Directions for this task:
Please print exactly the lines running from the one that contains "Mark the black dishwasher with a point." to the end of the data, with both lines included.

Dataset extract:
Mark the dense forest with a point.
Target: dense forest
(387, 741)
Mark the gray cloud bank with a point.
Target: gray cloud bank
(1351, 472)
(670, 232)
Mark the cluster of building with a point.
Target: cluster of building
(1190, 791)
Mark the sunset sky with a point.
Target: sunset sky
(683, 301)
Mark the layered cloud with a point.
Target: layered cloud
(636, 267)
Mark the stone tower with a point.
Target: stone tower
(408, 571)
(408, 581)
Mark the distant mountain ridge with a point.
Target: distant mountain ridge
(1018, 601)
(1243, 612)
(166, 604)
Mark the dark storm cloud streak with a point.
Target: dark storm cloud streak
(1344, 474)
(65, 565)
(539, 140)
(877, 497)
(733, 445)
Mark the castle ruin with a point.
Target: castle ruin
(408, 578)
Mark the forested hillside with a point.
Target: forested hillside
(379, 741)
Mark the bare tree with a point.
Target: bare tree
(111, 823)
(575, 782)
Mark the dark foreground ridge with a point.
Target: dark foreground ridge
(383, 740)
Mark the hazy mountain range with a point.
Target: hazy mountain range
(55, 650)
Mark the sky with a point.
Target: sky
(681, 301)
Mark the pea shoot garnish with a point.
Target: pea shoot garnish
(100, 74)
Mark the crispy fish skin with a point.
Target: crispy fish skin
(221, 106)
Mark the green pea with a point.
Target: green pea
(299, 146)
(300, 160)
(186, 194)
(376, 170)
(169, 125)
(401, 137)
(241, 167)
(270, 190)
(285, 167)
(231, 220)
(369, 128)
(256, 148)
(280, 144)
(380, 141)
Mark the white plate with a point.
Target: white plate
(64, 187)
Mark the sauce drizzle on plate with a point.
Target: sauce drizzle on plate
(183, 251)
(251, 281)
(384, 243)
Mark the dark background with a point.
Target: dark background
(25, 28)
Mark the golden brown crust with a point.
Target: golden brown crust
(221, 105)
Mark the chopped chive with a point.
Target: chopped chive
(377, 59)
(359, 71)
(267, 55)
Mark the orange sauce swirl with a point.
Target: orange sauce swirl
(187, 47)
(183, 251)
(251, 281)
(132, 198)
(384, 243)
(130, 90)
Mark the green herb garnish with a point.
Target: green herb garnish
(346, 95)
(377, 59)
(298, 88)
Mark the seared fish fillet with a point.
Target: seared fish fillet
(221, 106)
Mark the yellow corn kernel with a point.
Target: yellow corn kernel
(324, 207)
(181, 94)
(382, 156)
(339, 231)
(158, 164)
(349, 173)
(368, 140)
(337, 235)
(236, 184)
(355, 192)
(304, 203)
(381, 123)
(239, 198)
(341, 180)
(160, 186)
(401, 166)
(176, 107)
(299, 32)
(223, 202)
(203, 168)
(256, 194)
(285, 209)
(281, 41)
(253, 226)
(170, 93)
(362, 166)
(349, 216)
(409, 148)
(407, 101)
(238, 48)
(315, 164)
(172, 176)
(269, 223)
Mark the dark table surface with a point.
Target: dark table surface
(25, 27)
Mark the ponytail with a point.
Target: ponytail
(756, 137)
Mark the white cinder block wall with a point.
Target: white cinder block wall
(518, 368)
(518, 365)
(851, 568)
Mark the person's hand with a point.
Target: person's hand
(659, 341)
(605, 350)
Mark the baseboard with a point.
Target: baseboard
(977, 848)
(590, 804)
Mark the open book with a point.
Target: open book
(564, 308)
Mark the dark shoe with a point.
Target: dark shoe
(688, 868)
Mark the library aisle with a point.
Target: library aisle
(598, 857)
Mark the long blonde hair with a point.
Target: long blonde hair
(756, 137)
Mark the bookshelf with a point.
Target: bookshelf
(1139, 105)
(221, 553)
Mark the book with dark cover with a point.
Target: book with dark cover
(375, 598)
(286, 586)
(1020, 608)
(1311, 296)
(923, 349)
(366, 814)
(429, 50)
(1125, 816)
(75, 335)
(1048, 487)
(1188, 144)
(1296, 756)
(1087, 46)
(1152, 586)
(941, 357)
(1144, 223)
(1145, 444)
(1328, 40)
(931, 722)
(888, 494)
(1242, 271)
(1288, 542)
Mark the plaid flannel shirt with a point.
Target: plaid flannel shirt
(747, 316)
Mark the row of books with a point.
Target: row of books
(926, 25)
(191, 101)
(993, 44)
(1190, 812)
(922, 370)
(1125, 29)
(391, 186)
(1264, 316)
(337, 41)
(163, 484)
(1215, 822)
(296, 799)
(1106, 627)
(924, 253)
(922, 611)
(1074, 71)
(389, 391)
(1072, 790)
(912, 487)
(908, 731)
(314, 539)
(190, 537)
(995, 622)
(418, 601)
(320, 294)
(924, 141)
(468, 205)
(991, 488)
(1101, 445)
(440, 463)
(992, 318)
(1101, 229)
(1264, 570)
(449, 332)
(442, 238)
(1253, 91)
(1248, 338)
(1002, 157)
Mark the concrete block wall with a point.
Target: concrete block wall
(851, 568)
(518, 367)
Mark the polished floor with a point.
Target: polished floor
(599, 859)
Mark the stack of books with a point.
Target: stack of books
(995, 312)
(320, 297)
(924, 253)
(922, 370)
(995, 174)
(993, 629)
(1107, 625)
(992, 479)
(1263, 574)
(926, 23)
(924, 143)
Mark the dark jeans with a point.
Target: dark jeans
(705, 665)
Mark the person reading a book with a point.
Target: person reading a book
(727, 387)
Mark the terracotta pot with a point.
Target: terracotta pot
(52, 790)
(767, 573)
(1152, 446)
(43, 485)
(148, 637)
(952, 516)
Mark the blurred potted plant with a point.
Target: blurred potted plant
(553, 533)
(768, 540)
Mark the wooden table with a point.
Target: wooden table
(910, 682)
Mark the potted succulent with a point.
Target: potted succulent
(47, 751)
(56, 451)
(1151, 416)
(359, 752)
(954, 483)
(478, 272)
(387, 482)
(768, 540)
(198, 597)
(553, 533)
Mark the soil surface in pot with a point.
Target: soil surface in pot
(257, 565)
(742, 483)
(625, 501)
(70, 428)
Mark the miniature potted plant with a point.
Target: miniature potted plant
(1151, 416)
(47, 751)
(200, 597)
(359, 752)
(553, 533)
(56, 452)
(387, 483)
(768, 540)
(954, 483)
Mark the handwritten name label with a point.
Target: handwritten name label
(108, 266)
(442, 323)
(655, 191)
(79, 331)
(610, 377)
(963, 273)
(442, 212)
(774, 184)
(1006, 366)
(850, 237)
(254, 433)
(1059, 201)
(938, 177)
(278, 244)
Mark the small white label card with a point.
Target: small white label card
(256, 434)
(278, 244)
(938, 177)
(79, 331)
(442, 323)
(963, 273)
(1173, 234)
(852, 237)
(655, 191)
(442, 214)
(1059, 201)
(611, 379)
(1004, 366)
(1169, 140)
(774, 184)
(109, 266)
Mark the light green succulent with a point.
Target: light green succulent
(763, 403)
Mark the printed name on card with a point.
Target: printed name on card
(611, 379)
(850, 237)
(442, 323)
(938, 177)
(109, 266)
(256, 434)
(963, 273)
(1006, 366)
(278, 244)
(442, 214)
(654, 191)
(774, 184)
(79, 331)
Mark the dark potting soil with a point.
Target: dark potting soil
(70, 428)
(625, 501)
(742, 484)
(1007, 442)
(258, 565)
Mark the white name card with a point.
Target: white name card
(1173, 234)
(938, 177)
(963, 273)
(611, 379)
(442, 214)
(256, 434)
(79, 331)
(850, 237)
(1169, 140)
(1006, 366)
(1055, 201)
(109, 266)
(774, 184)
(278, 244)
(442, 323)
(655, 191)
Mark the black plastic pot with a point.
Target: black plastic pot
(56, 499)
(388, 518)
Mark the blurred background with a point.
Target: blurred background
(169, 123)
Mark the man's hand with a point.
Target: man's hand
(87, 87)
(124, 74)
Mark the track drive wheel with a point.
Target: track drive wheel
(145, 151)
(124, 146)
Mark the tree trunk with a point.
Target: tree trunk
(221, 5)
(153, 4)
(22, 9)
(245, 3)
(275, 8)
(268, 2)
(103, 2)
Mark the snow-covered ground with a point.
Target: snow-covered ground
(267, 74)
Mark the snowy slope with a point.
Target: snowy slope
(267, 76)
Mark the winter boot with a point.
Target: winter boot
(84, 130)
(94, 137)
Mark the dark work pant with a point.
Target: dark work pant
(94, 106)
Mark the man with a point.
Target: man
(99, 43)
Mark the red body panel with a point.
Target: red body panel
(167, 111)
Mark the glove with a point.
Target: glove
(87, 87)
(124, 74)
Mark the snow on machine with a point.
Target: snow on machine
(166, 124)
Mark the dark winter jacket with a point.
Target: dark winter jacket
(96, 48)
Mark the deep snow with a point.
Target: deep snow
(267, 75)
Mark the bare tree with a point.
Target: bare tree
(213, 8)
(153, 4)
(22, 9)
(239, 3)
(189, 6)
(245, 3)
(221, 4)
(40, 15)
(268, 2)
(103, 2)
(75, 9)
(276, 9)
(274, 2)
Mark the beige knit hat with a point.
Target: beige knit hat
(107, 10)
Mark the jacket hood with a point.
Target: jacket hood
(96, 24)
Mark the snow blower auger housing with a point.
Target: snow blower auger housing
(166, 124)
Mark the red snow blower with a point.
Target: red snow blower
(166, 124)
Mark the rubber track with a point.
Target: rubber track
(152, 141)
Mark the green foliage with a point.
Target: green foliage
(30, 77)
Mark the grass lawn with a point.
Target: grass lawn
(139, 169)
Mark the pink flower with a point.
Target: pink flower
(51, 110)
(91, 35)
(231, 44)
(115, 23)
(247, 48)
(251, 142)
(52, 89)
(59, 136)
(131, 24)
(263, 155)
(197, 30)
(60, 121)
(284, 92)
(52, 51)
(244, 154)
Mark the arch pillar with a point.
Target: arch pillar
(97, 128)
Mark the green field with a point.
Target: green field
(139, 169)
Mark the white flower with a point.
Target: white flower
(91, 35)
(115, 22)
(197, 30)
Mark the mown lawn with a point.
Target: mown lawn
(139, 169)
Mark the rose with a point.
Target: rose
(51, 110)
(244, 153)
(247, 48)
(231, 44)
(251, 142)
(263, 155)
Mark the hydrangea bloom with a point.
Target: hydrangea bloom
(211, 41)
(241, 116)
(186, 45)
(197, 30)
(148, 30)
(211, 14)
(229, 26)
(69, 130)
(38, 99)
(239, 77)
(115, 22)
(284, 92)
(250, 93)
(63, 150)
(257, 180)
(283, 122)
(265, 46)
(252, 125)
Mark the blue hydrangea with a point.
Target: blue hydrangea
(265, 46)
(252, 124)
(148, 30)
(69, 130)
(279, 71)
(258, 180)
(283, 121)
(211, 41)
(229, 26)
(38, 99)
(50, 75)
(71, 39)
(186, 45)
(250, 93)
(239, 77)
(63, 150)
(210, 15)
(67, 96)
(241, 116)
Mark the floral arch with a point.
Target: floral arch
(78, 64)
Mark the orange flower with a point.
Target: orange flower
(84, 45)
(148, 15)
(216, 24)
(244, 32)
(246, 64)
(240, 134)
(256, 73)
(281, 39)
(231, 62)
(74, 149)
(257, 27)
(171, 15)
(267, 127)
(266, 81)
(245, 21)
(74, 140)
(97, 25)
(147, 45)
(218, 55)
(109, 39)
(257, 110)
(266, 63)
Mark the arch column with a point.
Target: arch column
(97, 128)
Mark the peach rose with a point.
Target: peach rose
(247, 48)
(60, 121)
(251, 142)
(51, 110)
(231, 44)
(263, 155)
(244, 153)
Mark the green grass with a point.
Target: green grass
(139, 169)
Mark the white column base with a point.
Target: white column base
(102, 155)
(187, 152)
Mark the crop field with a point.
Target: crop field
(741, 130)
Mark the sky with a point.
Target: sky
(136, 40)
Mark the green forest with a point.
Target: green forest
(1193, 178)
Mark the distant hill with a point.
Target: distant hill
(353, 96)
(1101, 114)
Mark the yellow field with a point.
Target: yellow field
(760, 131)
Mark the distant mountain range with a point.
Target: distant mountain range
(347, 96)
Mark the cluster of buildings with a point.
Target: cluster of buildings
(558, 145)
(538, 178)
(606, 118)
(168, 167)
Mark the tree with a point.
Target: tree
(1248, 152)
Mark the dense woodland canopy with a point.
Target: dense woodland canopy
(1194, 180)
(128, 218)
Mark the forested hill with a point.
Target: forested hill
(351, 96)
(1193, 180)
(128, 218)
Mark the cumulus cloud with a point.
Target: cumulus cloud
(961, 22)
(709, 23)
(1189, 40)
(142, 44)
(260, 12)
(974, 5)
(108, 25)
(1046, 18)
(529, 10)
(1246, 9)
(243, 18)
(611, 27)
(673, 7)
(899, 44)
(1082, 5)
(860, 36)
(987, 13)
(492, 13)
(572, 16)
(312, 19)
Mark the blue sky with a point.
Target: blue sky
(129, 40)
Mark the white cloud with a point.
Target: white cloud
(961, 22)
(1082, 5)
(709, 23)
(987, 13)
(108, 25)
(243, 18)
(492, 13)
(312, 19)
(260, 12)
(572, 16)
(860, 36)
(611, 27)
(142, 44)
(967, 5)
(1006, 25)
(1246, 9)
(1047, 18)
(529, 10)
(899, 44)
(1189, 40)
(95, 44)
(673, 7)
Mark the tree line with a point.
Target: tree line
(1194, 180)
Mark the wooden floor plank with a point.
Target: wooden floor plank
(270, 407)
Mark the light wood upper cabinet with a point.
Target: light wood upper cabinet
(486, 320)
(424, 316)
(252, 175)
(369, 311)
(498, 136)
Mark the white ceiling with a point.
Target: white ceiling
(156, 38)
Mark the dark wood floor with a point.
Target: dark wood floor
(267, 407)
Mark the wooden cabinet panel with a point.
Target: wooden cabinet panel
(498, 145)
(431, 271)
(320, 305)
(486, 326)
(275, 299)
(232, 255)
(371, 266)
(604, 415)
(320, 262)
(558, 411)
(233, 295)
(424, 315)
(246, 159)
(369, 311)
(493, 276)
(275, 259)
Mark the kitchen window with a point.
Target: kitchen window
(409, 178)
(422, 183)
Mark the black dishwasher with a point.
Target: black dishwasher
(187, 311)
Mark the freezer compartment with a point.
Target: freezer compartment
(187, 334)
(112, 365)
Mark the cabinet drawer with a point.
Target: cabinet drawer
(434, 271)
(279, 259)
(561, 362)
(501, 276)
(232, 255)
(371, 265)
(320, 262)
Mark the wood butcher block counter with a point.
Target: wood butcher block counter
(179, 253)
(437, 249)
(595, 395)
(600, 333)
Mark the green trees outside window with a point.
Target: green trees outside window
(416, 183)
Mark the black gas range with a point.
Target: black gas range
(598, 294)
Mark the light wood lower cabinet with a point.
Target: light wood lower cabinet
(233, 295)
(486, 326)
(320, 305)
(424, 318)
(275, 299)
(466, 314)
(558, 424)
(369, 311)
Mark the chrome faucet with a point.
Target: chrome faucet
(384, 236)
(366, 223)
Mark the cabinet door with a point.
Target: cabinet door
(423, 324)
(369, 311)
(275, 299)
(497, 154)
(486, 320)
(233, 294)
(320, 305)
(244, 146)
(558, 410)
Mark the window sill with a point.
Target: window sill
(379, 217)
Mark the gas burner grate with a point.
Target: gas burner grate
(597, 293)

Task output:
Mark the black dishwasher with a point.
Target: black dishwasher
(187, 311)
Mark the freezer compartment with a point.
Target: freezer compartment
(187, 334)
(112, 365)
Mark the cabinet drawer with a point.
Target: cabinet drawer
(434, 271)
(279, 259)
(561, 362)
(501, 276)
(232, 255)
(371, 265)
(320, 262)
Mark the wood butcher block counter with a point.
Target: wood butcher block counter
(179, 253)
(437, 249)
(595, 395)
(600, 333)
Mark the green trees outside window with a point.
Target: green trees outside window
(416, 183)
Mark the black gas range with a point.
Target: black gas range
(598, 294)
Mark the light wood lower cabinet with a point.
Target: light wood lower cabinet
(233, 295)
(486, 326)
(320, 305)
(424, 318)
(275, 299)
(466, 314)
(558, 424)
(369, 311)
Mark the chrome faucet with a point.
Target: chrome faucet
(384, 236)
(366, 223)
Mark the cabinet door with a point.
Target: cabinet door
(423, 324)
(369, 311)
(275, 299)
(497, 154)
(486, 320)
(233, 294)
(320, 305)
(244, 146)
(558, 410)
Mark the window sill with a point.
Target: window sill
(379, 217)
Mark the gas burner grate with a point.
Target: gas burner grate
(597, 293)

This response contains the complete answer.